> **Text segment**
▶

Open Source LLMs: A Critical Component of Europe's Digital Sovereignty Agenda

In a significant development for Europe's digital sovereignty, a new collaborative project has emerged with the ambitious goal of creating a series of truly open source Large Language Models (LLMs) encompassing all European Union languages.

OpenEuroLLM: A Broad Collaboration

OpenEuroLLM is a joint venture involving approximately 20 organizations, led by Jan Hajič, a computational linguist from Charles University in Prague, and Peter Sarlin, co-founder of Finnish AI lab Silo AI, acquired by AMD last year.

This project aligns with the broader European strategy of prioritizing digital sovereignty, aiming to bring critical infrastructure and tools closer to home. The EU has been pushing for cloud providers to invest in local infrastructure and retain data within Europe. AI pioneer OpenAI also recently introduced a service to process and store data in Europe.

Budget and Resources

The dedicated budget for developing the models themselves is €37.4 million, with €20 million originating from the EU's Digital Europe Program. While this represents a significant investment, it pales in comparison to the substantial amounts invested by tech giants in AI development. However, the overall budget is larger when factoring in funding for related work, with compute costs being a major expense.

Partnerships and Collaborations

OpenEuroLLM partners with EuroHPC supercomputer centers in Spain, Italy, Finland, and the Netherlands, which are part of the broader EuroHPC project with a budget of €7 billion.

◀

> **Exercise**
According to the text on OpenEuroLLM, how much of the dedicated model-development budget comes from the EU's Digital Europe Program?

> **Data supplied**

▶

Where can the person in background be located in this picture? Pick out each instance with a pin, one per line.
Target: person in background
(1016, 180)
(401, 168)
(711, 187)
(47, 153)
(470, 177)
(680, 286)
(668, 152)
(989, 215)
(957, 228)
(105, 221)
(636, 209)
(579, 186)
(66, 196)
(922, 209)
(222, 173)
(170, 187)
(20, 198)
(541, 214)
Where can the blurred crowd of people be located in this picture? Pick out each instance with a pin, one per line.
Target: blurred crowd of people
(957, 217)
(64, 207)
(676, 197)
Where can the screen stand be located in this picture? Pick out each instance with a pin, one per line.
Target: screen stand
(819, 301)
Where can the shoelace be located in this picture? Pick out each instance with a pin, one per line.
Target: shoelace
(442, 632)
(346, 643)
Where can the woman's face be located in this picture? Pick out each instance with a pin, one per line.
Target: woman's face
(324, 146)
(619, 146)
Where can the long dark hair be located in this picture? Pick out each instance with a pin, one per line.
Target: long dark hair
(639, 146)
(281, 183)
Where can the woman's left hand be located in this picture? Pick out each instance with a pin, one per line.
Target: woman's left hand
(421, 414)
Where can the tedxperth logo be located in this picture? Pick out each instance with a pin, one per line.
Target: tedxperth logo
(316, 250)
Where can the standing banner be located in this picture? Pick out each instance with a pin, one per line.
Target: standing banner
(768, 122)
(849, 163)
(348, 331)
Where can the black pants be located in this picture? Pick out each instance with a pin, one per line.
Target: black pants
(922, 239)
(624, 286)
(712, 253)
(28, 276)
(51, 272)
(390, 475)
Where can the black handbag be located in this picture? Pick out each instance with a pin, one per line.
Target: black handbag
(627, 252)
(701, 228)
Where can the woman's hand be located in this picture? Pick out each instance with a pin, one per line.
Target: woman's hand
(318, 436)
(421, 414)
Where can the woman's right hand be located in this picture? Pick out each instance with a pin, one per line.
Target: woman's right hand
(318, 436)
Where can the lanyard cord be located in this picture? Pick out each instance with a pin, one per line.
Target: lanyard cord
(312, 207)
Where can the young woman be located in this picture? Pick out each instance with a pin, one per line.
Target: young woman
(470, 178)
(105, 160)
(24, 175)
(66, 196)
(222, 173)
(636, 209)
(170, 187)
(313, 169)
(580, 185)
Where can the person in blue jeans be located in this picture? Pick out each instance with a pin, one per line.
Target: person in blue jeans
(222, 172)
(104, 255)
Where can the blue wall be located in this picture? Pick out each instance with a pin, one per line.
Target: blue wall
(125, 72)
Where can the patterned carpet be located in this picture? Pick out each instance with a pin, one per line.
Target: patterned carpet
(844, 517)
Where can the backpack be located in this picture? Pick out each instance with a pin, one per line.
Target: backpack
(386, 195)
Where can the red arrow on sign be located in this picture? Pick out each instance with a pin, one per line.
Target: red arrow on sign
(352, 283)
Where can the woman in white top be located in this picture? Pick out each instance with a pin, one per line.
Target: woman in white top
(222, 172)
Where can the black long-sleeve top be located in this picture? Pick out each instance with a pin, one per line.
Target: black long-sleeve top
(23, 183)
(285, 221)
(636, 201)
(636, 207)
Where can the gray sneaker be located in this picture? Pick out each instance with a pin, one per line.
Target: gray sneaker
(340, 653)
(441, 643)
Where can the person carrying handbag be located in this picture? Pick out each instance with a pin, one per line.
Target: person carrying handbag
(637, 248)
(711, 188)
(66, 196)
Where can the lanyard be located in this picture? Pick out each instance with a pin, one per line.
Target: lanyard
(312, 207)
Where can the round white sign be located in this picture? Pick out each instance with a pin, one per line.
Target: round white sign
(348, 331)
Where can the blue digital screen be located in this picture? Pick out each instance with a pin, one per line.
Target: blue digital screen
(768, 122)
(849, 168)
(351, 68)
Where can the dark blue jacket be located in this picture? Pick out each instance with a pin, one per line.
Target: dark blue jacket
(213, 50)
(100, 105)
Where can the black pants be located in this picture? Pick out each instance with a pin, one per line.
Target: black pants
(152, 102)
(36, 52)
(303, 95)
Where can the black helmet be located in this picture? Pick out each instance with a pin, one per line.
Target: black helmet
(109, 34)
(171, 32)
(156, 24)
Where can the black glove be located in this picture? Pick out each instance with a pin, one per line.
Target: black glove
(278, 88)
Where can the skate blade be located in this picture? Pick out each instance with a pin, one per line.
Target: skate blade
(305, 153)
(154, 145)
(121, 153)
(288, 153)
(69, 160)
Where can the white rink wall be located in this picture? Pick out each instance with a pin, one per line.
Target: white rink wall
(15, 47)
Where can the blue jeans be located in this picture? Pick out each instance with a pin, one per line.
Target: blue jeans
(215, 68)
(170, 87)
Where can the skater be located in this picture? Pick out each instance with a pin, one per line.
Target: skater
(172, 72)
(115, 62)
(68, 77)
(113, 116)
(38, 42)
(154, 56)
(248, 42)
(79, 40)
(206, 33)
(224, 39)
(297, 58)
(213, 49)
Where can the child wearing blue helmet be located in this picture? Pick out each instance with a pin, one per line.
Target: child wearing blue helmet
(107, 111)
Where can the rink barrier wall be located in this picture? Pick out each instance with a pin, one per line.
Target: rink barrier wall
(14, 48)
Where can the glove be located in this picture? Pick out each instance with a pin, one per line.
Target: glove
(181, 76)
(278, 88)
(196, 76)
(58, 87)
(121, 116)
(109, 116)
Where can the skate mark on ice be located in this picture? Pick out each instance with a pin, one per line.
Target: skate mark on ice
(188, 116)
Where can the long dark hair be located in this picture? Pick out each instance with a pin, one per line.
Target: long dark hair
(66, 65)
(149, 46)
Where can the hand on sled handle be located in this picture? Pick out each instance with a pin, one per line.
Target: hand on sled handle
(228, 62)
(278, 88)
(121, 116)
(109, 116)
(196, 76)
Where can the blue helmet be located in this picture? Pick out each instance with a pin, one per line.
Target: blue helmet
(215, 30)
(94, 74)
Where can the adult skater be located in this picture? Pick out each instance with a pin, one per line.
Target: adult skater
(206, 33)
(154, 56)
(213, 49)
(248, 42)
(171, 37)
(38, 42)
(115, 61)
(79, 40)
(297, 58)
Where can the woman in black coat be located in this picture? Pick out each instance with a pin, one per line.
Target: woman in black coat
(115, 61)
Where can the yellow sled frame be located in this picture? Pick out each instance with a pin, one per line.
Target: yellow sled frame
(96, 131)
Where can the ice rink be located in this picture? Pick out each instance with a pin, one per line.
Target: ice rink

◀

> **Solution**
€20 million.